━━━━━ EXCERPTED TEXT ━━━━━

The paper presents a nonparametric multi-group membership model for dynamic networks. The model captures (1) the birth & death of groups via a distance dependent IBP, (2) the evolution of individual node group membership via a Factorial HMM, and (3) the connectivity structure of groups. MCMC is used for inference.

Runtime for each sample is O(N^2 T log N). This approach is not scalable.

Missing relevant reference:
G. Palla, A.-L. Barabási, T. Vicsek: Quantifying social group evolution. Nature 446:7136, 664-667 (2007).

The results on the future network forecasting are not conclusive. More discussion was needed in the section.

The experimental tasks were made easier by focusing on the several hundred of the most connected people over all time periods.

The paper is clearly written. It misses some seminal relevant papers from the field of network science like Palla, Barabasi, Vicsek's Nature 2007 paper. The experimental results on network forecasting are mixed.

━━━━━

AIM
Please answer these questions about the review above:
(a) Which inference method does the paper use?
(b) What runtime does the review give for each sample?
(c) In which journal did the missing reference appear, and in what year?

━━━━━ RECORDS ━━━━━

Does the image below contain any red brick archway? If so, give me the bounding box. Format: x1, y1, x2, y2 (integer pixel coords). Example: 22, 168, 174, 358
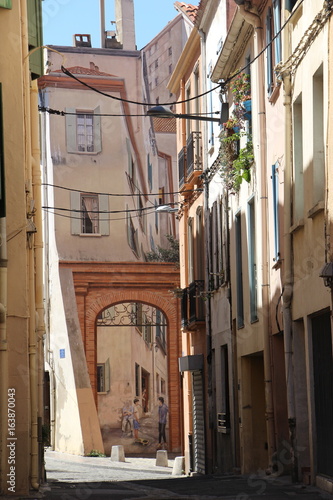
60, 262, 182, 451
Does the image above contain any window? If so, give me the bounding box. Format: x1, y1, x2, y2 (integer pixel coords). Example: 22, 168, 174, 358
76, 113, 94, 153
248, 198, 258, 322
235, 212, 244, 328
266, 0, 281, 94
66, 106, 102, 153
97, 358, 110, 392
272, 163, 280, 262
81, 194, 99, 234
70, 191, 110, 236
126, 210, 140, 256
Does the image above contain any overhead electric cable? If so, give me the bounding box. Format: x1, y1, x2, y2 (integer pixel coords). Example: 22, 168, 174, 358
42, 182, 203, 197
61, 66, 221, 106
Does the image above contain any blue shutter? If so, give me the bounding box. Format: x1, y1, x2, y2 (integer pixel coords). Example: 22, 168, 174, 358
70, 191, 81, 234
272, 163, 280, 261
98, 194, 110, 236
94, 106, 102, 153
65, 108, 77, 153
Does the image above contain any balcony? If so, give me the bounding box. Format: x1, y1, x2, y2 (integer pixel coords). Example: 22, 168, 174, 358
181, 280, 205, 330
178, 132, 202, 190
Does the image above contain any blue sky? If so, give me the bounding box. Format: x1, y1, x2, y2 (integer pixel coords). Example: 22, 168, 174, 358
42, 0, 182, 49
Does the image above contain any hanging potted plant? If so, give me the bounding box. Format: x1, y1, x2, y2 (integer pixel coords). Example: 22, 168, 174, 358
219, 73, 254, 193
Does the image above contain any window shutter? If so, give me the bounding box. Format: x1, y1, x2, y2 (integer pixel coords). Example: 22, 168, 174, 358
104, 358, 110, 392
94, 106, 102, 153
98, 194, 110, 236
71, 191, 81, 234
65, 108, 77, 153
26, 0, 43, 79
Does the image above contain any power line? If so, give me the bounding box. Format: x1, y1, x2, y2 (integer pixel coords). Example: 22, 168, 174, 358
61, 66, 221, 106
42, 183, 203, 197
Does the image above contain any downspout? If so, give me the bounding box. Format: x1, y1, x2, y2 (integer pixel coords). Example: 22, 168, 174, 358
281, 9, 298, 481
21, 0, 39, 490
239, 5, 276, 470
30, 80, 45, 482
0, 216, 8, 496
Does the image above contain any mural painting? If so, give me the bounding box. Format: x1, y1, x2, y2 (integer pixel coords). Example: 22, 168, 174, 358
97, 302, 169, 456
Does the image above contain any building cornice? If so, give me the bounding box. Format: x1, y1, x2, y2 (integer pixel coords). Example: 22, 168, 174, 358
167, 28, 200, 94
211, 9, 253, 83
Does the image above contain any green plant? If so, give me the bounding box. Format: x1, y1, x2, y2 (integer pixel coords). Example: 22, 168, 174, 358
146, 234, 179, 264
86, 450, 106, 457
219, 73, 254, 193
230, 73, 251, 106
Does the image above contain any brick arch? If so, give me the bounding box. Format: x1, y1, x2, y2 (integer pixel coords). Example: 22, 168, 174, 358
61, 262, 182, 452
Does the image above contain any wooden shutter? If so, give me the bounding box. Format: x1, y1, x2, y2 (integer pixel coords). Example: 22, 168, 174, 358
94, 106, 102, 153
65, 108, 77, 153
71, 191, 81, 234
104, 358, 110, 392
98, 194, 110, 236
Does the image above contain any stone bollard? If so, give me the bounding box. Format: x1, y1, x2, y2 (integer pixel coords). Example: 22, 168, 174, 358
111, 445, 125, 462
156, 450, 168, 467
172, 457, 185, 476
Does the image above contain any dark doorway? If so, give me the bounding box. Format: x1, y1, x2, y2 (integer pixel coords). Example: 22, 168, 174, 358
312, 312, 333, 476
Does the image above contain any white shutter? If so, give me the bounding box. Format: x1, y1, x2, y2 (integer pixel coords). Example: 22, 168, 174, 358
94, 106, 102, 153
98, 194, 110, 236
71, 191, 82, 234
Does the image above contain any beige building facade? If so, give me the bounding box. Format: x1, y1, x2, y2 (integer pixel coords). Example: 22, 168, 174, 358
0, 0, 45, 496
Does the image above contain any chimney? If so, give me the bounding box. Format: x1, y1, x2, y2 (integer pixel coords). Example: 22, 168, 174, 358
115, 0, 136, 50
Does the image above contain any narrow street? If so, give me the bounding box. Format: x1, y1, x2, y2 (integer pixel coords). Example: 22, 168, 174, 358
26, 451, 333, 500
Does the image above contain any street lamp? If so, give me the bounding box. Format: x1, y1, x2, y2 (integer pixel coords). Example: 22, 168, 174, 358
147, 106, 221, 124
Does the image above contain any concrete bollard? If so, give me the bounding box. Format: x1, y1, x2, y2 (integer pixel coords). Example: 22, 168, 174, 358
156, 450, 168, 467
172, 457, 185, 476
111, 445, 125, 462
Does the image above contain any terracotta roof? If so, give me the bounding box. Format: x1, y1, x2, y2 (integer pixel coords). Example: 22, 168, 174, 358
174, 2, 198, 23
52, 63, 115, 76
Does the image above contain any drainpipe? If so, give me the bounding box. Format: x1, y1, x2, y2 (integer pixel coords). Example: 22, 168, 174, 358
0, 216, 8, 494
281, 10, 298, 481
238, 5, 276, 470
21, 0, 39, 490
30, 80, 45, 482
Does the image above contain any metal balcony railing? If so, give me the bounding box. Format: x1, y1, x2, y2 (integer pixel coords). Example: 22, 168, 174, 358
178, 148, 186, 188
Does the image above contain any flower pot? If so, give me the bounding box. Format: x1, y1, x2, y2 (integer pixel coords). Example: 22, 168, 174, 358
243, 99, 252, 120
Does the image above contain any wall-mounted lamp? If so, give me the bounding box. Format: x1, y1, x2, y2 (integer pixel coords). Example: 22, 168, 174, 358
319, 262, 333, 288
147, 106, 221, 123
155, 205, 178, 214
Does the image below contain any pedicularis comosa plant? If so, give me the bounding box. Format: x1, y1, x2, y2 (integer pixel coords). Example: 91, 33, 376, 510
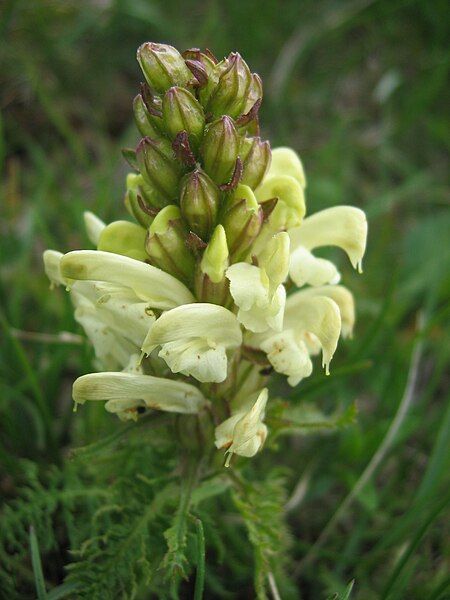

━━━━━

EXPECTED ANSWER
(a) MCMC
(b) O(N^2 T log N)
(c) Nature, 2007